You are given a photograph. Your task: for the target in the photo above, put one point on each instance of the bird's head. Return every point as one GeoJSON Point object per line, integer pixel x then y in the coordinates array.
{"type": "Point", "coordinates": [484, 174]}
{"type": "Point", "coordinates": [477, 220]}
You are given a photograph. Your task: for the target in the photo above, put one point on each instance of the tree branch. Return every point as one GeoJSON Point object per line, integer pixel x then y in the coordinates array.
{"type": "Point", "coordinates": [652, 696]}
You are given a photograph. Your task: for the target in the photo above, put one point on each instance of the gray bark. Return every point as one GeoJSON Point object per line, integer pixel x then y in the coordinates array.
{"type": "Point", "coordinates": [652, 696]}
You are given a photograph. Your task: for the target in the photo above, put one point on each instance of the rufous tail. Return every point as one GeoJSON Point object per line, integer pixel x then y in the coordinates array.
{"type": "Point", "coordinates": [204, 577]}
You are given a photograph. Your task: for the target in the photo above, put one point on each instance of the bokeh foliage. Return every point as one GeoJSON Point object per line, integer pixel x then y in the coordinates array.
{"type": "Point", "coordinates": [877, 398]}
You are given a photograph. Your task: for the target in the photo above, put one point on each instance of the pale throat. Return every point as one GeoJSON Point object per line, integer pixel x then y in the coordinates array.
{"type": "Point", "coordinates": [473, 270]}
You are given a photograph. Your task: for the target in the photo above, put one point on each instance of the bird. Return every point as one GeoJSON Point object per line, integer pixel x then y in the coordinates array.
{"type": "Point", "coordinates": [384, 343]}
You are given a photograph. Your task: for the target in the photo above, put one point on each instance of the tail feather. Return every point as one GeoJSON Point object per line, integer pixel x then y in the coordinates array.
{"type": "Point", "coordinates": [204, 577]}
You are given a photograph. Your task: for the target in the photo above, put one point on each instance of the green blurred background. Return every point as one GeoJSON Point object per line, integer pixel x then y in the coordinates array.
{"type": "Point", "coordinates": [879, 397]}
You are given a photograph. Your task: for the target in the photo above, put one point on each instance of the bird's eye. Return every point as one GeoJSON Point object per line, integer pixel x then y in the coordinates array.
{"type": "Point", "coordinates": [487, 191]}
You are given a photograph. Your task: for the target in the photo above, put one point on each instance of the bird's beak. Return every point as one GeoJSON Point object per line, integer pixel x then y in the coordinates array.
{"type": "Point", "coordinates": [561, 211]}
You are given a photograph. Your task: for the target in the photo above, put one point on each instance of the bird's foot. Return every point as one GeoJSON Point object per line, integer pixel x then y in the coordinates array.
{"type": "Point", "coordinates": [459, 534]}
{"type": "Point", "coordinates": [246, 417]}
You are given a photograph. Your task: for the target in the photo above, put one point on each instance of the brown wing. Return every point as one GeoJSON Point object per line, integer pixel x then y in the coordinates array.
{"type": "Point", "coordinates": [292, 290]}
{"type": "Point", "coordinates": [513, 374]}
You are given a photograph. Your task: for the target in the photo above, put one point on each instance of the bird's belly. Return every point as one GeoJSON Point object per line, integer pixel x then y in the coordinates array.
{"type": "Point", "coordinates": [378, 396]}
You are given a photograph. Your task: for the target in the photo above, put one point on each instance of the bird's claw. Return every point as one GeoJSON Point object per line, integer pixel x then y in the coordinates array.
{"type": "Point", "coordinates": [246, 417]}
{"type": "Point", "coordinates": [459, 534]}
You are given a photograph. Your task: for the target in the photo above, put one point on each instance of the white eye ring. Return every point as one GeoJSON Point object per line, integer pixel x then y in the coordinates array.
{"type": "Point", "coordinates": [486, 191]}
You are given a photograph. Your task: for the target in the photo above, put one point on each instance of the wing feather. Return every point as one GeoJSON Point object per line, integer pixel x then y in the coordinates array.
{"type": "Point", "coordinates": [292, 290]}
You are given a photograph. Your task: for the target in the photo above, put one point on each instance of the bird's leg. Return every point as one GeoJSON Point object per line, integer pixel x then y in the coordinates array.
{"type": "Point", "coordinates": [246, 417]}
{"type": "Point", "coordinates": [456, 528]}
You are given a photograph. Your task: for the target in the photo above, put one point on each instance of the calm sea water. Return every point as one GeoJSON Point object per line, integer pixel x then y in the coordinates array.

## BRIEF
Copy all of the data above line by line, changing nothing.

## SOLUTION FOR THIS PROBLEM
You are given a photograph. Your task: for the target in the photo above, put one point on each instance of the bird's head. Return every point as one GeoJSON Point object per line, integer pixel x then y in the coordinates array.
{"type": "Point", "coordinates": [484, 174]}
{"type": "Point", "coordinates": [477, 220]}
You are given a photograph. Your task: for the target in the photo above, put one point on each instance of the tree branch. Return every point as one GeoJSON Point object per line, integer pixel x then y in the coordinates array.
{"type": "Point", "coordinates": [652, 696]}
You are given a photograph. Your task: for the target in the photo above, put one point on each instance of the gray bark. Return every point as one GeoJSON Point object per line, integer pixel x then y in the coordinates array.
{"type": "Point", "coordinates": [652, 696]}
You are given a photograph. Your task: for the target in the photo above, put one point on each instance of the rufous tail. Return every point as one GeoJSON Point object per line, integer pixel x then y in the coordinates array.
{"type": "Point", "coordinates": [204, 577]}
You are given a photograph. Your task: for the target in the photo above, put one point on each instance of the bokeh foliage. Return every point as one GeoJSON Point object per line, integer pixel x then y in the coordinates array.
{"type": "Point", "coordinates": [877, 398]}
You are given a photograph. Your task: for the target in the photo above, put one point on each instance of the pale throat. Return every point as one GeoJSON Point object per line, integer pixel x then y in the coordinates array.
{"type": "Point", "coordinates": [473, 270]}
You are given a photograph. Your task: for the target in the photo above, put one point on each instance of the bird. Return every point as one GeoJSON Point object per line, integer pixel x then y in the coordinates array.
{"type": "Point", "coordinates": [384, 343]}
You are given a photograph. Your task: for the target in the photo above, put one point on each instance of the tail feather. Return every point as one GeoJSON Point object per line, integer pixel x then y in the coordinates array.
{"type": "Point", "coordinates": [204, 577]}
You are given a photograph. Your task: for the target in the photo above, put one point on each instance of the green blurred background. Return every point as one GeoJSON Point object per line, integer pixel x then y in the coordinates array.
{"type": "Point", "coordinates": [879, 397]}
You are given a photograph. Your task: for the target in the photo above, put one point on each instance of the bird's eye. Return every point as one GeoJSON Point object per line, integer pixel x then y in the coordinates array.
{"type": "Point", "coordinates": [487, 191]}
You are given a photograph. Your task: for the target in the photo above, put one point on each instance of the bird's beak. Return every point as one GeoJSON Point object per line, integer pixel x then y in the coordinates array.
{"type": "Point", "coordinates": [561, 211]}
You are given a photograph. Your task: for the target in the photo above, put one point on each instance of the bird's foot. Return every point as one GeoJSON Point object per line, integer pixel x then y in the coordinates array.
{"type": "Point", "coordinates": [459, 534]}
{"type": "Point", "coordinates": [246, 417]}
You are given a photograph. Your task: for the target in the photo above, put one point on each instance of the brown wing. Return every point as one GeoJSON Point object per line, integer pixel x then y in the coordinates array.
{"type": "Point", "coordinates": [292, 290]}
{"type": "Point", "coordinates": [513, 374]}
You are given a photograph. Your task: for the target in the photo above, put one point on each instance of the bird's belly. Return every point as one GeoJSON Point object per line, integer pixel x then y in the coordinates array.
{"type": "Point", "coordinates": [378, 396]}
You are given a photograph. Your task: for the target in the photo above, put one point on each instance of the bird's claw. Return every point as one GeoJSON Point object per line, integer pixel x then y in the coordinates array.
{"type": "Point", "coordinates": [246, 417]}
{"type": "Point", "coordinates": [459, 534]}
You are given a photograph. Your task: for the target in the photo above, put one point on each instance of the white eye ring. Return every point as one GeoJSON Point object per line, integer pixel x then y in the coordinates array.
{"type": "Point", "coordinates": [486, 191]}
You are given a photograph. Your task: for the target in the photo above, put one point on each instance of the wing feather. Return every point as one GeoJSON Point object per line, integer pixel x then y in the coordinates array.
{"type": "Point", "coordinates": [292, 290]}
You are given a photograph. Your task: for the target in the photo above, put one point on each instance of the bird's leg. Return every point as one GeoJSON Point object per line, integer pixel x then y in the coordinates array.
{"type": "Point", "coordinates": [246, 417]}
{"type": "Point", "coordinates": [456, 528]}
You are given a photograph. Your task: for the target in the photo above, put one point on each instance of the calm sea water. Return every point as one GeoJSON Point object per line, integer pixel x then y in the coordinates array.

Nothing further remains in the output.